Only the lines holding "plastic" are wanted here; copy each from the listing.

---

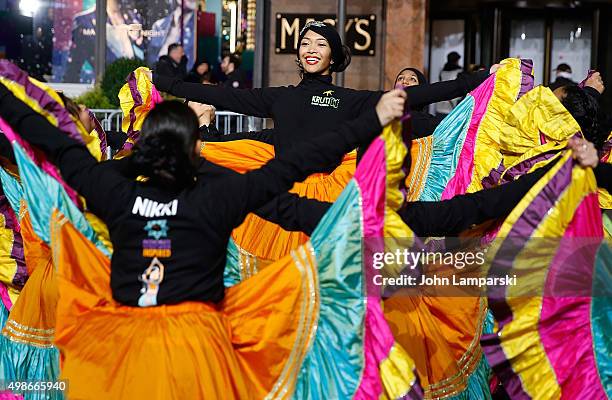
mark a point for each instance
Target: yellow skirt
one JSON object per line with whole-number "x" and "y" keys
{"x": 262, "y": 241}
{"x": 236, "y": 350}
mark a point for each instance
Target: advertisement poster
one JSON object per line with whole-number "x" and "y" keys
{"x": 140, "y": 29}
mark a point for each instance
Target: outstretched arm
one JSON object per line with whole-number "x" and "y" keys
{"x": 256, "y": 102}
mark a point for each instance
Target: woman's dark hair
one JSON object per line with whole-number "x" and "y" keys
{"x": 346, "y": 60}
{"x": 165, "y": 151}
{"x": 585, "y": 110}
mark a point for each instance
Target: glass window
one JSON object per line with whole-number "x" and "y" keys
{"x": 572, "y": 46}
{"x": 62, "y": 46}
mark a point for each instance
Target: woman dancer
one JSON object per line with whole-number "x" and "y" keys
{"x": 298, "y": 112}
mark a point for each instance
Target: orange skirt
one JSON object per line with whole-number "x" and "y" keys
{"x": 261, "y": 241}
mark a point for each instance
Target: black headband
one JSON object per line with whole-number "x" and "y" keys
{"x": 330, "y": 34}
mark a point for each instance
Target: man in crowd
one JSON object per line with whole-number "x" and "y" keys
{"x": 231, "y": 68}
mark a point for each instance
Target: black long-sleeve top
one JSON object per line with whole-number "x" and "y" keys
{"x": 312, "y": 107}
{"x": 190, "y": 228}
{"x": 425, "y": 218}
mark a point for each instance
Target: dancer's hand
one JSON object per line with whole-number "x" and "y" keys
{"x": 595, "y": 82}
{"x": 391, "y": 106}
{"x": 205, "y": 112}
{"x": 584, "y": 152}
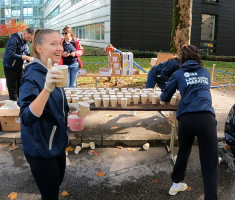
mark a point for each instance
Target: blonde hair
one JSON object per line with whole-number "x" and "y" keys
{"x": 39, "y": 36}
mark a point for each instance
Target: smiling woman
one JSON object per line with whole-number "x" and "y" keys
{"x": 44, "y": 114}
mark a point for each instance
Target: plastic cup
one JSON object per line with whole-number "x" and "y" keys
{"x": 114, "y": 102}
{"x": 85, "y": 145}
{"x": 173, "y": 100}
{"x": 77, "y": 149}
{"x": 97, "y": 102}
{"x": 128, "y": 99}
{"x": 154, "y": 99}
{"x": 92, "y": 145}
{"x": 136, "y": 99}
{"x": 64, "y": 69}
{"x": 68, "y": 99}
{"x": 146, "y": 146}
{"x": 119, "y": 98}
{"x": 75, "y": 99}
{"x": 83, "y": 109}
{"x": 143, "y": 99}
{"x": 123, "y": 102}
{"x": 106, "y": 102}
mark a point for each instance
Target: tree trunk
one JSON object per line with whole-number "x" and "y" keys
{"x": 181, "y": 26}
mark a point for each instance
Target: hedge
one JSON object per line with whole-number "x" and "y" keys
{"x": 3, "y": 41}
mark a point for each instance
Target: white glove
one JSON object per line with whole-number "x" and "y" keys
{"x": 53, "y": 76}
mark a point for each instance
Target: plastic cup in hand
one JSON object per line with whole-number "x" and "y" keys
{"x": 106, "y": 102}
{"x": 123, "y": 102}
{"x": 144, "y": 98}
{"x": 114, "y": 102}
{"x": 97, "y": 101}
{"x": 64, "y": 69}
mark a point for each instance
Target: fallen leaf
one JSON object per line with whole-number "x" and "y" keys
{"x": 130, "y": 149}
{"x": 13, "y": 195}
{"x": 69, "y": 149}
{"x": 6, "y": 144}
{"x": 64, "y": 193}
{"x": 100, "y": 174}
{"x": 114, "y": 127}
{"x": 13, "y": 147}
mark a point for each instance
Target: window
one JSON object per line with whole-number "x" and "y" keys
{"x": 90, "y": 31}
{"x": 210, "y": 1}
{"x": 74, "y": 1}
{"x": 208, "y": 33}
{"x": 28, "y": 12}
{"x": 54, "y": 13}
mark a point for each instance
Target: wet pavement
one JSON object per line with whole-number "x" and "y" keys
{"x": 130, "y": 173}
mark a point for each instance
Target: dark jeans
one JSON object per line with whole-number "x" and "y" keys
{"x": 152, "y": 79}
{"x": 203, "y": 126}
{"x": 48, "y": 174}
{"x": 13, "y": 78}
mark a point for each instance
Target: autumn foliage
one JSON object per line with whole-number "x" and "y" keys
{"x": 11, "y": 27}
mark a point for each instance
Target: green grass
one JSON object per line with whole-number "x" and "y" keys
{"x": 93, "y": 63}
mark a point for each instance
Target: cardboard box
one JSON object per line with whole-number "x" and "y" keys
{"x": 10, "y": 120}
{"x": 116, "y": 65}
{"x": 115, "y": 57}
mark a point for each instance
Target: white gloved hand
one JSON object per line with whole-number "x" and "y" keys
{"x": 53, "y": 76}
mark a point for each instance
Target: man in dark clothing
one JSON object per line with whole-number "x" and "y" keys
{"x": 16, "y": 53}
{"x": 161, "y": 73}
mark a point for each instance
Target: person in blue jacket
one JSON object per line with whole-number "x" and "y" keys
{"x": 43, "y": 114}
{"x": 16, "y": 53}
{"x": 161, "y": 73}
{"x": 196, "y": 118}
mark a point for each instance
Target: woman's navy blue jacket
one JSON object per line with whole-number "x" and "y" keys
{"x": 46, "y": 135}
{"x": 193, "y": 82}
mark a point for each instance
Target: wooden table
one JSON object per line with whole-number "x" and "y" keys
{"x": 95, "y": 77}
{"x": 150, "y": 107}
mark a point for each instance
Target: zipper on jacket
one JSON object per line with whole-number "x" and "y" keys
{"x": 51, "y": 137}
{"x": 13, "y": 63}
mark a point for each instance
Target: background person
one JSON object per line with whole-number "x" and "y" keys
{"x": 17, "y": 51}
{"x": 43, "y": 113}
{"x": 71, "y": 56}
{"x": 161, "y": 73}
{"x": 196, "y": 118}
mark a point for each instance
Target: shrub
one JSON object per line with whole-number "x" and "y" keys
{"x": 3, "y": 41}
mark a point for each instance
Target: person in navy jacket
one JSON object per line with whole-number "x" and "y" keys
{"x": 43, "y": 114}
{"x": 17, "y": 52}
{"x": 161, "y": 73}
{"x": 196, "y": 118}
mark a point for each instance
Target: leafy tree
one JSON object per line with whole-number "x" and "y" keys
{"x": 181, "y": 26}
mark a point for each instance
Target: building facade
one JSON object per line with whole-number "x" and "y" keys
{"x": 89, "y": 19}
{"x": 28, "y": 11}
{"x": 147, "y": 24}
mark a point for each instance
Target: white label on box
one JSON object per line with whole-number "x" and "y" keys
{"x": 115, "y": 59}
{"x": 116, "y": 65}
{"x": 17, "y": 120}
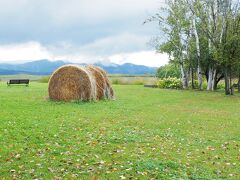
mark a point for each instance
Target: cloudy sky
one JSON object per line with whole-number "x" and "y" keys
{"x": 82, "y": 31}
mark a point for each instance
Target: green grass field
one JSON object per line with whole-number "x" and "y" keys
{"x": 146, "y": 133}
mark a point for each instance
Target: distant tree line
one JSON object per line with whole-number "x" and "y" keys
{"x": 202, "y": 39}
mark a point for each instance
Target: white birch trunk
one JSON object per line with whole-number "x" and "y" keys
{"x": 199, "y": 69}
{"x": 184, "y": 77}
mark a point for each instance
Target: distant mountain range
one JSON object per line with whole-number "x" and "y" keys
{"x": 46, "y": 67}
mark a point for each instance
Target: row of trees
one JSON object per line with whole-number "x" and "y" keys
{"x": 202, "y": 37}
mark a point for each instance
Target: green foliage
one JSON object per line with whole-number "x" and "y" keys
{"x": 170, "y": 83}
{"x": 169, "y": 70}
{"x": 44, "y": 79}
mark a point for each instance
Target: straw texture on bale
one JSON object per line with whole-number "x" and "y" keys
{"x": 71, "y": 82}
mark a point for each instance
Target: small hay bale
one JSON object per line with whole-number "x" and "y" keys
{"x": 100, "y": 80}
{"x": 71, "y": 82}
{"x": 108, "y": 91}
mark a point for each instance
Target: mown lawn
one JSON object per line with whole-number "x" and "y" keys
{"x": 146, "y": 133}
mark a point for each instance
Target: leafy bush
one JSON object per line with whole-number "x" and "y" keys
{"x": 196, "y": 84}
{"x": 169, "y": 70}
{"x": 44, "y": 79}
{"x": 170, "y": 83}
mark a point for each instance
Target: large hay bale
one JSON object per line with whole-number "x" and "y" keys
{"x": 100, "y": 80}
{"x": 72, "y": 82}
{"x": 108, "y": 91}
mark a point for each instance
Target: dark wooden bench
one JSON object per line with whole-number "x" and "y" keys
{"x": 18, "y": 81}
{"x": 150, "y": 86}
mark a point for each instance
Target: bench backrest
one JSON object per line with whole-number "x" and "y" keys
{"x": 19, "y": 81}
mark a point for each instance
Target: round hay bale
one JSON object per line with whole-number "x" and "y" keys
{"x": 71, "y": 82}
{"x": 108, "y": 91}
{"x": 100, "y": 82}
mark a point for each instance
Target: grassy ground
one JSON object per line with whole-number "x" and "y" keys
{"x": 145, "y": 133}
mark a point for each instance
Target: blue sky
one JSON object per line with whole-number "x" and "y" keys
{"x": 82, "y": 31}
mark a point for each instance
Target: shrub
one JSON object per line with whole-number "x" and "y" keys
{"x": 170, "y": 83}
{"x": 169, "y": 70}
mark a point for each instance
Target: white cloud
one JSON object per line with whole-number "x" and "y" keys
{"x": 34, "y": 51}
{"x": 68, "y": 11}
{"x": 23, "y": 52}
{"x": 147, "y": 58}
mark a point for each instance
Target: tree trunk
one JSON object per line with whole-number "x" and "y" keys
{"x": 214, "y": 80}
{"x": 210, "y": 79}
{"x": 227, "y": 84}
{"x": 192, "y": 76}
{"x": 199, "y": 69}
{"x": 184, "y": 77}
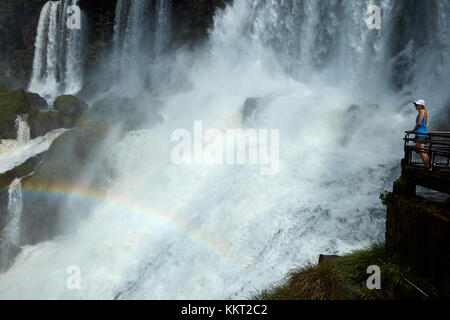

---

**Task result:**
Target: plastic cup
Target: plastic cup in hand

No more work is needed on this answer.